Dataset extract:
####
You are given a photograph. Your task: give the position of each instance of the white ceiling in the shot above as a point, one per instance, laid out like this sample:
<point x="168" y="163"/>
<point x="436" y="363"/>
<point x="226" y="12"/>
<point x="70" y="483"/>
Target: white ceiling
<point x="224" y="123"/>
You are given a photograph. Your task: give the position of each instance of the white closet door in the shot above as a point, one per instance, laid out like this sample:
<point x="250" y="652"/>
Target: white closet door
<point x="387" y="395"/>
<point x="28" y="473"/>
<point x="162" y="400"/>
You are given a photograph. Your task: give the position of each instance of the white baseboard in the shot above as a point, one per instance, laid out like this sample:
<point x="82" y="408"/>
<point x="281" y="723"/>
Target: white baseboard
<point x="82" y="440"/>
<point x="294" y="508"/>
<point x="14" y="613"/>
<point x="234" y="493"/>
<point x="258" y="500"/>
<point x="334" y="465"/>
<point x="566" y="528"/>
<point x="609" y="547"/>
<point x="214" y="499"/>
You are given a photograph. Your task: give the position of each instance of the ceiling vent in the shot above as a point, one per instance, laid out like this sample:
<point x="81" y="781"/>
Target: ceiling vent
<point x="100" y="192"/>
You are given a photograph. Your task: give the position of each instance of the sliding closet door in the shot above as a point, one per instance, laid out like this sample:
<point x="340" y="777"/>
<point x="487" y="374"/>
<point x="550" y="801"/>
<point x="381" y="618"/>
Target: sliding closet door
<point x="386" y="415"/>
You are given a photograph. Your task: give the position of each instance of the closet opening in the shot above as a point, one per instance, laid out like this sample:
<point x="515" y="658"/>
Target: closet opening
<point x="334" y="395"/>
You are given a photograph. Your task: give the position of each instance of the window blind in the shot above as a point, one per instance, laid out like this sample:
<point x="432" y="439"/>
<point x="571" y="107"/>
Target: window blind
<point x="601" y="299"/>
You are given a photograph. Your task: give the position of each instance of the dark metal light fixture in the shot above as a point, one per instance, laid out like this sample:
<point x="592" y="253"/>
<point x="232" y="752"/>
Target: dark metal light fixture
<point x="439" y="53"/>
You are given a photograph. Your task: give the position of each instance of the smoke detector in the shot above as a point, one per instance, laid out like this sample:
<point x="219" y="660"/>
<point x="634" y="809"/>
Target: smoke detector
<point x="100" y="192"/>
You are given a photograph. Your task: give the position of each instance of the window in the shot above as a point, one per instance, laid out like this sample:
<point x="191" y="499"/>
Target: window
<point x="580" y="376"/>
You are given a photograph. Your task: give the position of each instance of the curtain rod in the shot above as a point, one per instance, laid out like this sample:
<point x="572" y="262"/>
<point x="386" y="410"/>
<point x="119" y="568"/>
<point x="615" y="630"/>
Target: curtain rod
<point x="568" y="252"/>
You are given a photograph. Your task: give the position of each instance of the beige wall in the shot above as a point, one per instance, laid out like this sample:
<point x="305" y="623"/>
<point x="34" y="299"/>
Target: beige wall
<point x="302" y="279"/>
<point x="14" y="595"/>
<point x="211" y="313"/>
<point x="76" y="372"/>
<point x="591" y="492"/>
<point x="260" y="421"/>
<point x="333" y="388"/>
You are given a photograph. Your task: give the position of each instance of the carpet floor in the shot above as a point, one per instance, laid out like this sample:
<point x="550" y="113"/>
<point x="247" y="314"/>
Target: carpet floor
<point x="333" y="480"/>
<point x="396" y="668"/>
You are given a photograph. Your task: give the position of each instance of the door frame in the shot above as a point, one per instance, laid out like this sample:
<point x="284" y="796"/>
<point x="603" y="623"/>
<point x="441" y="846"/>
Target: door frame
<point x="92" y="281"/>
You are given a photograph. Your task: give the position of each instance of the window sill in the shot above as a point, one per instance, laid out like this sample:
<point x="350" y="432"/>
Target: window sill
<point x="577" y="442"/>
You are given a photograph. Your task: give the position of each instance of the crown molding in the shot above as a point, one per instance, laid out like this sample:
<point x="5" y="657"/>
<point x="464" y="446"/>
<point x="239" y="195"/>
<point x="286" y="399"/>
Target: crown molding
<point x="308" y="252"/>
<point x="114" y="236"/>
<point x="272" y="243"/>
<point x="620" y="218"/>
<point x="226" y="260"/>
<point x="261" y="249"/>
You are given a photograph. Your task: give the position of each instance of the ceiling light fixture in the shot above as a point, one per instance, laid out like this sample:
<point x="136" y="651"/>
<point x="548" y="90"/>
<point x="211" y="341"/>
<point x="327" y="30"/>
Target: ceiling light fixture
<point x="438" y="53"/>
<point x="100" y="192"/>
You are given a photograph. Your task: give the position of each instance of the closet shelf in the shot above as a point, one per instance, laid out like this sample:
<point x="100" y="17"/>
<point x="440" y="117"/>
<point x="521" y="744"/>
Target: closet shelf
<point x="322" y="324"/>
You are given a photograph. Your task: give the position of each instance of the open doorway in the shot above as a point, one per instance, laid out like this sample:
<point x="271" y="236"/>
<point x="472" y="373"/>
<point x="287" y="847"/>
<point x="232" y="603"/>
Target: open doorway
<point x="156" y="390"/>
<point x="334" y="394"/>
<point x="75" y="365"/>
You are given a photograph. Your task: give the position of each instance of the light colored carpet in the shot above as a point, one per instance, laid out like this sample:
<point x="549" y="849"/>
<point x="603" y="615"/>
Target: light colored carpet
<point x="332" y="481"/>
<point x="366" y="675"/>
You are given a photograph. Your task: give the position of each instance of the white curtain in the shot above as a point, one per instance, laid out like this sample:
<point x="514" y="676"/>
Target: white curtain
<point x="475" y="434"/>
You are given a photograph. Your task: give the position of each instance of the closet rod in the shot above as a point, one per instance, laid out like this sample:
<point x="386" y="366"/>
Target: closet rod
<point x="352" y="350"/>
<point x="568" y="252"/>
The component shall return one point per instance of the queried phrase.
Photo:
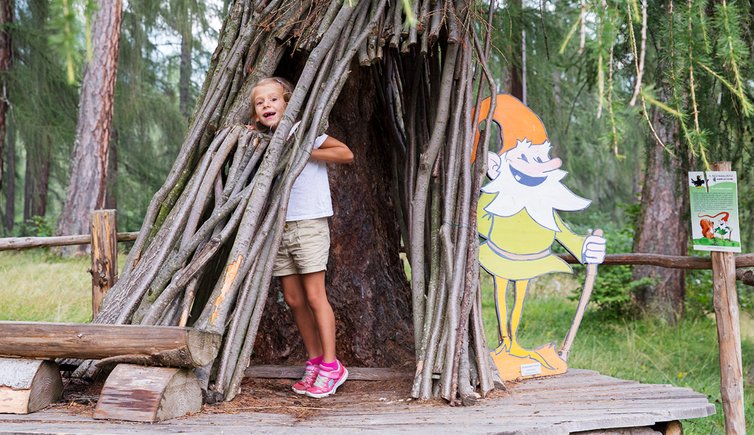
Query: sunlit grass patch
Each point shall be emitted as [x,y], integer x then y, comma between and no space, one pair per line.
[37,286]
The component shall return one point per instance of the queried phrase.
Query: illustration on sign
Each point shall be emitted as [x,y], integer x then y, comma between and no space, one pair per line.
[518,220]
[714,211]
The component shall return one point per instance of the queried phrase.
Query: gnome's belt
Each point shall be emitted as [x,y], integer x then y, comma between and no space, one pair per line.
[518,257]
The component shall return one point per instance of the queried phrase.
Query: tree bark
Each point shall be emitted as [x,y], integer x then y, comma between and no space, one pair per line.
[662,226]
[6,20]
[9,188]
[37,176]
[184,79]
[87,187]
[517,51]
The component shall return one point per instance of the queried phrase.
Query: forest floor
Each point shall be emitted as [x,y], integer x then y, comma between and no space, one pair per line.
[273,396]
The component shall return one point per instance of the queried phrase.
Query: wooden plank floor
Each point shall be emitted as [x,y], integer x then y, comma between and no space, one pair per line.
[580,400]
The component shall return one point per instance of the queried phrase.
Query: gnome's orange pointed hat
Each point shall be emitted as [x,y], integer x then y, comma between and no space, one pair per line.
[517,122]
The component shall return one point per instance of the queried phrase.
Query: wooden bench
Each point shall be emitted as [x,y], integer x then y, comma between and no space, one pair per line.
[152,381]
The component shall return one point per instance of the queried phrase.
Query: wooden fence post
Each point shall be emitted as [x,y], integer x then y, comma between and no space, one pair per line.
[728,334]
[104,256]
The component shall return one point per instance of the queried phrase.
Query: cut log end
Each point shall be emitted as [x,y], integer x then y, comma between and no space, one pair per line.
[148,394]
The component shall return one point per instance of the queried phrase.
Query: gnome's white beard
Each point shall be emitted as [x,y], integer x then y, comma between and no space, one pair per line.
[539,201]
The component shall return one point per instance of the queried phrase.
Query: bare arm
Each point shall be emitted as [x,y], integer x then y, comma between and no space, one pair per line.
[333,151]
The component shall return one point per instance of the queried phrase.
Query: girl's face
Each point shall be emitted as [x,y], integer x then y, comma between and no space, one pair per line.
[269,104]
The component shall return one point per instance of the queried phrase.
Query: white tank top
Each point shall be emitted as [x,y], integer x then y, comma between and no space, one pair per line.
[310,194]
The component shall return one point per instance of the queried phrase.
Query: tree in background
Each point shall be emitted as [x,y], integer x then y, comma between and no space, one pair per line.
[7,164]
[87,188]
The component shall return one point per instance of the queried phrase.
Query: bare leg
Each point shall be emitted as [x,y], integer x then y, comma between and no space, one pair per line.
[316,296]
[295,297]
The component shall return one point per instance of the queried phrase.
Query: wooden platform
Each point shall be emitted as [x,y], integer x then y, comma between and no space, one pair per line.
[580,400]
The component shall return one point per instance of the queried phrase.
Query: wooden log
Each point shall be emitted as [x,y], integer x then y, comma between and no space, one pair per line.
[28,385]
[148,394]
[154,345]
[354,373]
[725,299]
[670,261]
[745,276]
[104,256]
[18,243]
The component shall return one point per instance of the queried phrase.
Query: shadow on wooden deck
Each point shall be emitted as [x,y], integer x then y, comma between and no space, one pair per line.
[580,400]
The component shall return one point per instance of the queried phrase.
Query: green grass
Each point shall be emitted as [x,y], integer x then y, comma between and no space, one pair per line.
[39,286]
[648,351]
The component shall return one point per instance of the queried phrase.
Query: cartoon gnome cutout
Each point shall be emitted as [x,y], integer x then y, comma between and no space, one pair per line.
[518,220]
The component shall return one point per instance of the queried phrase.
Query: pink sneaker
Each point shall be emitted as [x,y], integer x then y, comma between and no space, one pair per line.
[328,382]
[306,382]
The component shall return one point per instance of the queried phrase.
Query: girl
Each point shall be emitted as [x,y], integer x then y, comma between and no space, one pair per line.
[302,257]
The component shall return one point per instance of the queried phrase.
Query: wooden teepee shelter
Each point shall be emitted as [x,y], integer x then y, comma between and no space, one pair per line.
[403,93]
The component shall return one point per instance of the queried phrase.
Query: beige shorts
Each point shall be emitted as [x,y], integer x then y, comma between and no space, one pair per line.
[304,249]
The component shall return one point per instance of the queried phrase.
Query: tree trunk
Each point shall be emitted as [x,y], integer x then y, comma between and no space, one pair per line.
[663,224]
[366,284]
[87,188]
[517,50]
[184,80]
[6,20]
[37,176]
[9,185]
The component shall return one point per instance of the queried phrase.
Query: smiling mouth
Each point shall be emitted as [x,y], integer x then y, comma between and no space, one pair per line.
[526,180]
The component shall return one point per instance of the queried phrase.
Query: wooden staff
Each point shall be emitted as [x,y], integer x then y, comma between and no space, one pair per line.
[586,293]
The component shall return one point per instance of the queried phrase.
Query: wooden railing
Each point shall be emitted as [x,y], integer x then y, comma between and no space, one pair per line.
[104,240]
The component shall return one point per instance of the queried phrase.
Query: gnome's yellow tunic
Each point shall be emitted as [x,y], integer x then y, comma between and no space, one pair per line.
[518,248]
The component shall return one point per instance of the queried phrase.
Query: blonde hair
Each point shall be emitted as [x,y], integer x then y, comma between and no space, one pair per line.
[283,83]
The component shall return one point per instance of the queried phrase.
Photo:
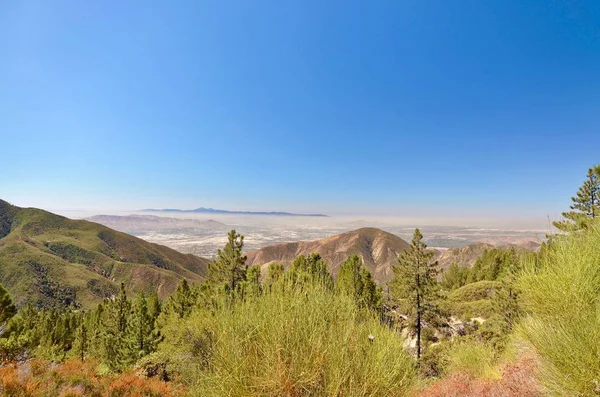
####
Job:
Please find every line in the rows above that contains the string "blind" and copy each of those lines in full. Case counts when matching.

Finished task:
You are given a photograph. Your task: give the position of each instance of the window blind in the shot above as a point, one per instance, laid out like this sample:
Target: window blind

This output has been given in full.